• TAKENLIJST:
[1] Stel voor de beweringen (a), (b) en (c) vast of ze overeenstemmen met de tekst over het pand Nieuwe Rijn 49. Antwoord telkens met ja of nee en citeer letterlijk de woorden uit die tekst die de doorslag geven.
(a) Jan van Lent is begraven in de Hooglandse Kerk.
(b) Van Delden verkocht het pand voor ƒ 1100 aan De Veth.
(c) Van Delden produceerde in het pand de textielsoort warpen.
[2] Schrijf een vervolg op de tekst over het pand Nieuwe Rijn 49, te beginnen na de laatste zin daarvan.

• LEESTEKST:

De bekende Leidse archiefdeskundige Piet de Baar zet vraagtekens bij de conclusies van De Vries. In tegenstelling tot Van Roijen en De Vries heeft hij ontdekt wanneer Jan van Lent is overleden. Diens begrafenis was op 18 oktober 1650 in de Hooglandse Kerk. De stelling van De Vries dat Van Lent voor mei 1649 is overleden berust volgens De Baar op een verkeerde interpretatie van vermeldingen in de bonboeken (de registraties van onroerend goed). Dat maakt het idee van De Vries dat Jannetje de Roy als weduwe op de gevel is afgebeeld veel minder waarschijnlijk.
Jan van Lent is op 1 februari 1649 eigenaar geworden van Nieuwe Rijn 49, maar helaas is niet bekend wanneer daarna de openbare verkoping is geweest waarbij Jacob Anthonisz. van Delden het pand van Van Lent kocht. Wel staat vast dat het pand verkocht is tijdens het leven van Van Lent, dus tussen februari 1649 en oktober 1650. De officiële inschrijving van de overdracht aan Van Delden in het waarboek (het register van eigendomsovergangen) was pas op 17 mei 1651, dezelfde dag waarop de overdracht door Van Delden aan de volgende eigenaar Willem Jansz de Veth werd ingeschreven. De Baar neemt aan dat de eerstgenoemde inschrijving pas heeft plaatsgevonden toen daarom gevraagd werd.
Hij noemt twee feiten die aannemelijk maken dat Van Lent het pand al vrij snel nadat hij zelf eigenaar was geworden aan Van Delden heeft verkocht, en dat niet Van Lent maar Van Delden het pand heeft laten bouwen of verbouwen. Uit de stukken blijkt dat Van Delden er een werkplaats had ingericht voor de productie van de textielsoort warpen die hij maakte. Nog opvallender is het verschil van de koopprijzen: bij de verkoop door Van Lent aan Van Delden werd er ƒ 1100 betaald en bij de daarop volgende verkoop door Van Delden aan De Veth ƒ 2650. In beide gevallen werd het pand op een veiling verkocht, waardoor de werkelijke waarde op die momenten redelijk benaderd zal zijn.

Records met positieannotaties

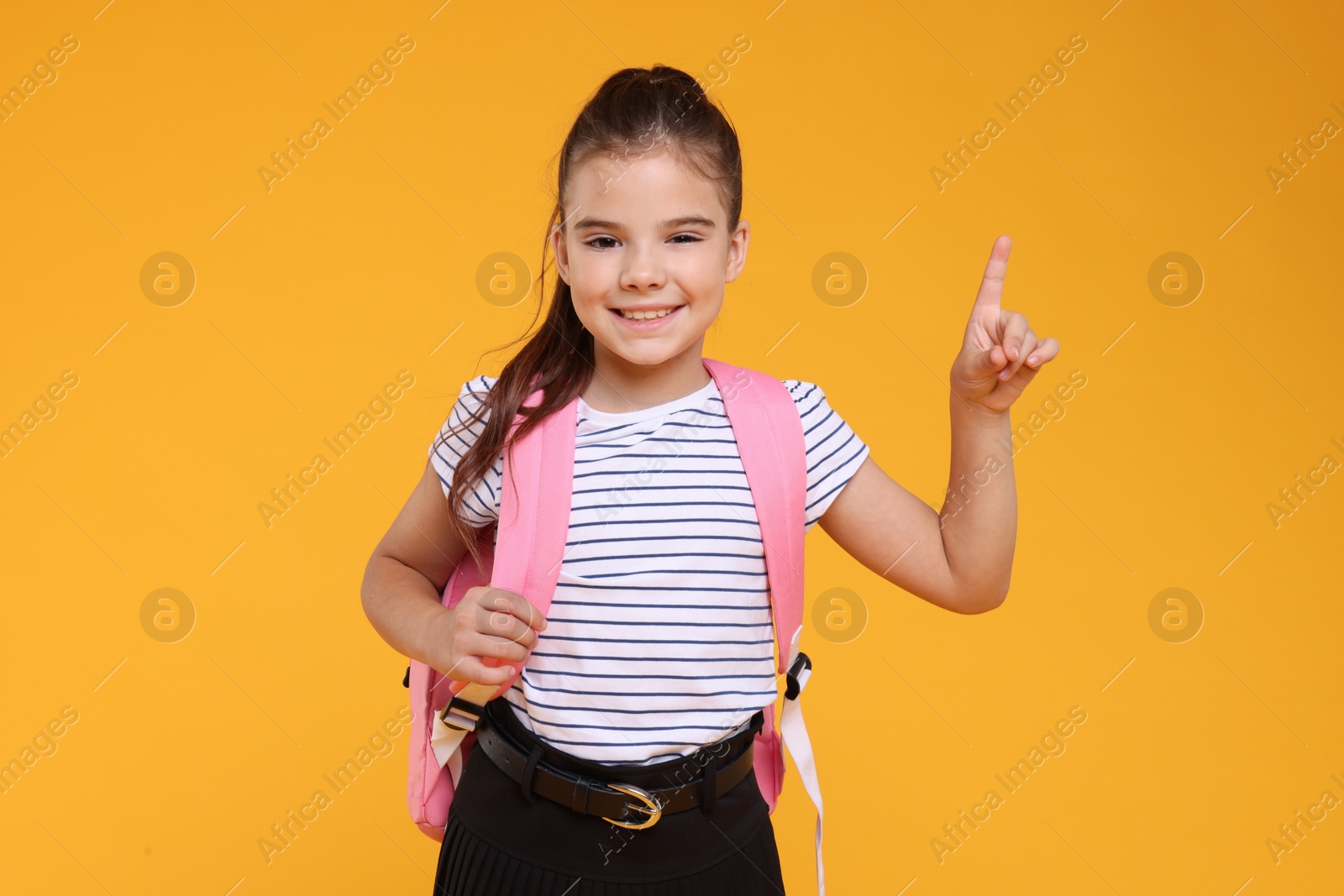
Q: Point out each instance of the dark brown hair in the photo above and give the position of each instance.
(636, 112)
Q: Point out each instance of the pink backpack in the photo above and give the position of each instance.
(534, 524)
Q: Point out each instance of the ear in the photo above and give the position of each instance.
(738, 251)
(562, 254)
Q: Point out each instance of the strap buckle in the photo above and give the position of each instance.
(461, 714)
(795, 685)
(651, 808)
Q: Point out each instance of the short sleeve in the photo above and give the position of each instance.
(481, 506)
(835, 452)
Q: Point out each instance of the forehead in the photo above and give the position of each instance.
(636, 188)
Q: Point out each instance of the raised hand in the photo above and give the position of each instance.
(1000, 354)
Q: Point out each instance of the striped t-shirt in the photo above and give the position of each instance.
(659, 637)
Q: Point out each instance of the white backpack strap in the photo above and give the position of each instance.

• UITKOMSTEN:
[1]
(a) Ja: "Diens begrafenis was op 18 oktober 1650 in de Hooglandse Kerk."
(b) Nee: "bij de daarop volgende verkoop door Van Delden aan De Veth ƒ 2650."
(c) Ja: "Uit de stukken blijkt dat Van Delden er een werkplaats had ingericht voor de productie van de textielsoort warpen die hij maakte."

[2]
Volgens De Baar zijn er verschillende verklaringen denkbaar voor de afbeelding van het vrouwenhoofd, maar de mening van De Vries verdient het volgens hem niet om als canon te gelden.


Conclusie

 

Er is in de archieven niets te vinden ter ondersteuning van de suggestie in het rijm van Le Francq van Berkhey over de moeizame relatie tussen twee echtgenoten. Hij lijkt verhalen die misschien al langer in de stad de ronde deden nog wat verder te hebben aangedikt. Ook de veronderstelling van Van Roijen en De Vries dat Jan Barendszoon van Lent en Jannetje de Roy de opdrachtgevers waren voor de nieuwbouw of de verbouwing van Nieuwstraat 49 lijkt niet te kloppen. Maar net als voor sommige andere verhalen geldt hier: het is misschien niet waar, maar wel mooi bedacht.